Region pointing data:
········
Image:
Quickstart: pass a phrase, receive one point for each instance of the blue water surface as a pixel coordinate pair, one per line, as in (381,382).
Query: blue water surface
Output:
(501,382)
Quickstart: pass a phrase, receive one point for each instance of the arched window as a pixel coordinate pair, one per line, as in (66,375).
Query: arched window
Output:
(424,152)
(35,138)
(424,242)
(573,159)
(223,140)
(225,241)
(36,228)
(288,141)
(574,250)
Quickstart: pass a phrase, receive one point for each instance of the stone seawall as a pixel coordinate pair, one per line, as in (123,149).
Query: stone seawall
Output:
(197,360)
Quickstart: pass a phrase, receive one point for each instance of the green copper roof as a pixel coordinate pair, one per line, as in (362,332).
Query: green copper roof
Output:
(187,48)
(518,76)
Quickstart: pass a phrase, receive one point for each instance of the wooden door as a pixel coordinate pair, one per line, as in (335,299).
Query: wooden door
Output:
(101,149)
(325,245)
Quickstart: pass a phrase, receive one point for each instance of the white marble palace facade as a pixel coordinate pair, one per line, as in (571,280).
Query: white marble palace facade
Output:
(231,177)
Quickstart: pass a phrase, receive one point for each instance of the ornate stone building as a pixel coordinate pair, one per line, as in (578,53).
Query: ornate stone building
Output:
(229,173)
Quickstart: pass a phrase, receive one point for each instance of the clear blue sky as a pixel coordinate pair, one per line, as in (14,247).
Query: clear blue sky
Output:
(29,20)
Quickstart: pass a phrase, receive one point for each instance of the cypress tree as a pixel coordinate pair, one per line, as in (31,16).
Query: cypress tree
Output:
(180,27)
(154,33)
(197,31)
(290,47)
········
Requirement: Single out each line of the records above with the string "wooden" in it, and copy it.

Result for this exercise:
Quickstart: pass a phrase, receive one point for each instance of the wooden door as a pixel coordinate pair, one per line, as in (335,299).
Query: wooden door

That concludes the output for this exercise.